- Prompt
The listing below must be repeated word for word, with its images excluded.

- Data to process
####

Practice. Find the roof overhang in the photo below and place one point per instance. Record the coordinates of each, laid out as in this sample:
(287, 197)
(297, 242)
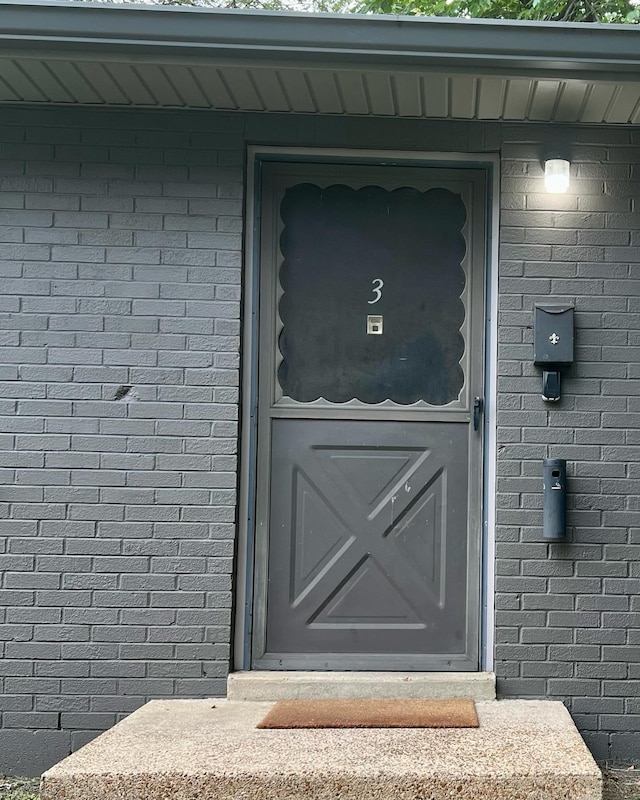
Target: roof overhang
(183, 57)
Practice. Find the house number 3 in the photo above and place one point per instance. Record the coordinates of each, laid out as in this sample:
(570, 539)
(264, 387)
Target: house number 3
(378, 283)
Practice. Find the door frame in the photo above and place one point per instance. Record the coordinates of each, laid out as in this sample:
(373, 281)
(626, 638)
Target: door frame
(256, 156)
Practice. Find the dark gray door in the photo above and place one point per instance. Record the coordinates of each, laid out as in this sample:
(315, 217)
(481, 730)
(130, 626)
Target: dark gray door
(369, 464)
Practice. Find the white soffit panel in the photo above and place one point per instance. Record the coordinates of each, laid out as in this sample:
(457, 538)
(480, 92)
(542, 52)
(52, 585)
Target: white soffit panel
(313, 89)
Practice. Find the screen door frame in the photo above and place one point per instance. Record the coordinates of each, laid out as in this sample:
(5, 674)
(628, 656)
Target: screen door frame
(256, 156)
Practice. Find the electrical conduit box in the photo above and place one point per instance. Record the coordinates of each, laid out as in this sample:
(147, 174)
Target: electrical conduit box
(553, 340)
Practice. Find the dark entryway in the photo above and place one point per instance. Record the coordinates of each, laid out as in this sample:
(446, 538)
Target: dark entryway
(372, 325)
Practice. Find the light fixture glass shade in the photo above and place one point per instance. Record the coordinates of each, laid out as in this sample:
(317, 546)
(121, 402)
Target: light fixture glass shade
(556, 175)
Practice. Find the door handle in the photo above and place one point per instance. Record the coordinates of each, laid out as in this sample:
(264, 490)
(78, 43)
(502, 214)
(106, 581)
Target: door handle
(478, 406)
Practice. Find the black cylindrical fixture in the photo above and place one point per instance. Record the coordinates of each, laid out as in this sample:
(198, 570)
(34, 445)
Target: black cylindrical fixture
(554, 498)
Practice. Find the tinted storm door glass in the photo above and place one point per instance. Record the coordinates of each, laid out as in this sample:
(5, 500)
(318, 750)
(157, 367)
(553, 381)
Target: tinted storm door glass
(371, 305)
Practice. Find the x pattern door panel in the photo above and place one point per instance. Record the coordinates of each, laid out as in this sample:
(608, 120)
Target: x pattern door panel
(366, 544)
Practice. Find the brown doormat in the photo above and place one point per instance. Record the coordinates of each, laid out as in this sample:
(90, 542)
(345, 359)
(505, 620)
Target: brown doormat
(381, 713)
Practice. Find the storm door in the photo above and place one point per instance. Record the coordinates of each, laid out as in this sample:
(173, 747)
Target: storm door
(369, 459)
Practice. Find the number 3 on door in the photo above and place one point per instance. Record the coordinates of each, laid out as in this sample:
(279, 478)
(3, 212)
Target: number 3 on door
(377, 290)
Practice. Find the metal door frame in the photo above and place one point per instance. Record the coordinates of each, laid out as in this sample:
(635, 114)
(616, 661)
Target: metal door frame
(256, 155)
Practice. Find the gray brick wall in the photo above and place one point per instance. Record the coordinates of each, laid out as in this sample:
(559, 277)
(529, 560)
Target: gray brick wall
(567, 618)
(120, 258)
(120, 241)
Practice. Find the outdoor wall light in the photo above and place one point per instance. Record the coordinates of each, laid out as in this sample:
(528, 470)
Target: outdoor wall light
(556, 174)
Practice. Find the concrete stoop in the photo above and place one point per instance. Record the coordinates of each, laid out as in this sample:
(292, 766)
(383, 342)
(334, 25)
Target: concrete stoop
(211, 750)
(258, 686)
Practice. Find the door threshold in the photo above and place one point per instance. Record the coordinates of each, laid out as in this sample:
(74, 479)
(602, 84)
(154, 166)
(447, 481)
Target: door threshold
(279, 685)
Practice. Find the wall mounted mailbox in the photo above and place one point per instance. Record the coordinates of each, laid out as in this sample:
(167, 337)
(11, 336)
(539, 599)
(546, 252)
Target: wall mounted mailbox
(552, 345)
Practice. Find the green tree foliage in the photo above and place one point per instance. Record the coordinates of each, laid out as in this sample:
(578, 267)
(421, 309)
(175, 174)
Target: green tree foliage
(545, 10)
(627, 11)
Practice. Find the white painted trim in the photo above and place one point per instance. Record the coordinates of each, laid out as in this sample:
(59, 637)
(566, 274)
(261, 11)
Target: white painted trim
(247, 455)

####

- Reply
Practice. Find the roof overhang in the photo below and place one point per instance. Record the coordinates of each, laid out as in this sample:
(287, 197)
(297, 242)
Target: roof overhang
(183, 57)
Practice. Find the house number 3 in the photo above and place one point per instance. Record the coordinates of each, laid out as in this sample:
(570, 539)
(264, 387)
Target: house number 3
(378, 283)
Practice. Find the door frame in the photo above and place one point per instance. Record the coordinates of each, laid out as in this sample:
(373, 281)
(626, 638)
Target: door frame
(256, 156)
Practice. Find the dark gray door in the photo above and place one point per instance. Record the coordinates of each, laid out as in this sample:
(315, 217)
(481, 730)
(130, 626)
Target: dark gray door
(369, 464)
Practice. Find the white soffit panel in the photo above and place one point per instance. Record the coordinates of each, laid out as in this sample:
(457, 538)
(480, 92)
(542, 52)
(52, 585)
Target: white soffit panel
(313, 89)
Practice. Find the screen door frame in the photo above and place one point per instance. Record the coordinates of each, laid out as in this sample:
(5, 674)
(628, 656)
Target: screen door frame
(256, 156)
Practice. Find the electrical conduit box in the photo above and place one point per instance. Record the coordinates of each, laid out as in this sample:
(147, 174)
Target: electrical conduit box
(553, 340)
Practice. Find the dark entryway in the photo above and place one point per instance. Record the coordinates of each, laid out as in this sample:
(446, 538)
Target: dark entryway
(372, 325)
Practice. Find the light fixture glass shade in the photo above and place one point per instance. Record the coordinates of each, laid out as in this sample:
(317, 546)
(121, 402)
Target: light fixture glass shade
(556, 175)
Practice. Find the door handle in the photo above and place one point per instance. Record the coordinates of each, laid out as in this sample:
(264, 490)
(78, 43)
(502, 214)
(106, 581)
Target: door handle
(478, 406)
Practice. Find the black cylindrical fixture in the photo above and place one point per instance. Record the coordinates of each, laid out as in this sample:
(198, 570)
(34, 445)
Target: black cylindrical fixture
(554, 498)
Practice. Find the tinted storm door glass in the photo above and place one point per instance. Record the coordinates of each, laid out as in this sample:
(5, 500)
(318, 750)
(157, 367)
(553, 381)
Target: tinted storm door glass
(371, 305)
Practice. Find the x pattern door panel in the photo above and place one point per instance. Record the coordinates of each, laid out as in this sample:
(608, 120)
Target: x pattern door panel
(366, 544)
Practice. Find the brown doormat in the photo above and place one point per instance. Record the coordinates of each, laid out as in this sample:
(90, 542)
(345, 359)
(505, 620)
Target: brown doormat
(381, 713)
Practice. Find the storm door in the photo above and place one point per instance. Record the coordinates of each, laid out as in this sample:
(173, 747)
Target: storm door
(369, 459)
Practice. Find the number 3 on door in the photo above and place one point per instance. Record the coordinates of each, laid out as in this sample:
(279, 478)
(3, 212)
Target: number 3 on door
(377, 290)
Practice. Find the metal door frame in the photo above and place one point per instance. Record the coordinates of each, laid out as in this sample:
(635, 114)
(616, 661)
Target: metal door frame
(256, 155)
Practice. Find the gray brick wall in the photo above and place one point per instance. Record the coordinates of each, laid out as in this sample:
(559, 277)
(529, 560)
Target: gray brick wall
(567, 618)
(120, 258)
(120, 241)
Practice. Find the outdoor wall light in the photo above and place one point per instance. Record the coordinates of each, laid out as in this sample:
(528, 470)
Target: outdoor wall light
(556, 174)
Practice. Find the concrete stoop in the photo above and place one point per instance. Record the coordinates of each, laid out as in this sample:
(292, 766)
(383, 342)
(334, 25)
Target: concrete stoop
(211, 750)
(258, 686)
Practice. Find the door threshold in the photo above and place one point per instance. Record the coordinates of each, laid out as in this sample:
(74, 479)
(602, 84)
(154, 166)
(447, 481)
Target: door threshold
(279, 685)
Practice. Find the wall mounted mailbox in the photo above and place one point per instance. Record the coordinates of each, laid out as in this sample:
(167, 337)
(11, 336)
(539, 599)
(546, 252)
Target: wall mounted mailbox
(552, 345)
Practice. Find the green tree foliage in the photo above and place one point per instance. Record the coordinates of each, laid out as in this sample:
(578, 267)
(421, 309)
(175, 174)
Target: green tree foliage
(545, 10)
(627, 11)
Practice. Find the white painted trim in the photo above and place one point per instance. Record the coordinates of each, laid out as in this sample:
(59, 637)
(566, 274)
(261, 11)
Target: white painted trim
(247, 455)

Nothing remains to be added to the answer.